Source data ▸
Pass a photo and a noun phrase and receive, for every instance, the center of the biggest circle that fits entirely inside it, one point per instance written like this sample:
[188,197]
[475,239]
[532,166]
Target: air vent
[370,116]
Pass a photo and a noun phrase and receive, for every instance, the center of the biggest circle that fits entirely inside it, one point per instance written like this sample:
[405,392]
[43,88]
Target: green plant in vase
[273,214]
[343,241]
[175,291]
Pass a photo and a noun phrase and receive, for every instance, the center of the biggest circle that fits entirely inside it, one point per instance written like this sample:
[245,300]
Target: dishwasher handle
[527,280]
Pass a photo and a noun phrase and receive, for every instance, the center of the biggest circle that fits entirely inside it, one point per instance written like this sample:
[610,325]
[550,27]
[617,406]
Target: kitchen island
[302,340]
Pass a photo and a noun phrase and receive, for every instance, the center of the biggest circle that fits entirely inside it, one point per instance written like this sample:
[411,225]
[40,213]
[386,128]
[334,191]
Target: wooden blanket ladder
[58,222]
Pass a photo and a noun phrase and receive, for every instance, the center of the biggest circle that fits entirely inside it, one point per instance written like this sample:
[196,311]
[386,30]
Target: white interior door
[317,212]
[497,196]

Directions ▸
What's wanted here is every record, retyped exactly as shown above.

Exercise result ▸
Pass a photo and a noun phrase and receive, for every instance, the center of the biggest circle that fits entirely inside it, one point per instance written like this sample:
[188,197]
[475,239]
[532,166]
Target: air vent
[370,116]
Pass a photo and a noun phrase and receive, for every instance, the center of the biggest circle that fits entirely inside it, one point per instance written like this sample:
[405,392]
[43,88]
Target: green plant in vase
[273,214]
[343,241]
[175,291]
Pass a photo and a noun phrase and receive, for every instance, the center of the biggest circle that fits entirely inside it, one point per instance written like this sample:
[245,300]
Target: dishwasher handle
[527,280]
Pass a photo and a noun phrase and receive, for every instance, the center of the biggest circle that fits entirely inside it, one point per instance written like this sample:
[610,325]
[550,27]
[617,406]
Target: kitchen island
[302,340]
Pass a photo and a noun phrase and receive, for every instance, the center of the biggest circle that fits entirely inside it, one point per instance written like this sample:
[411,225]
[40,213]
[386,128]
[334,191]
Target: wooden blanket ladder
[58,222]
Pass a photo and a noun phrase and receive, for every instance, the center of the biggest circle that fits entirely inside it, one point per instance written like this sample:
[196,311]
[386,30]
Target: white interior door
[317,212]
[497,196]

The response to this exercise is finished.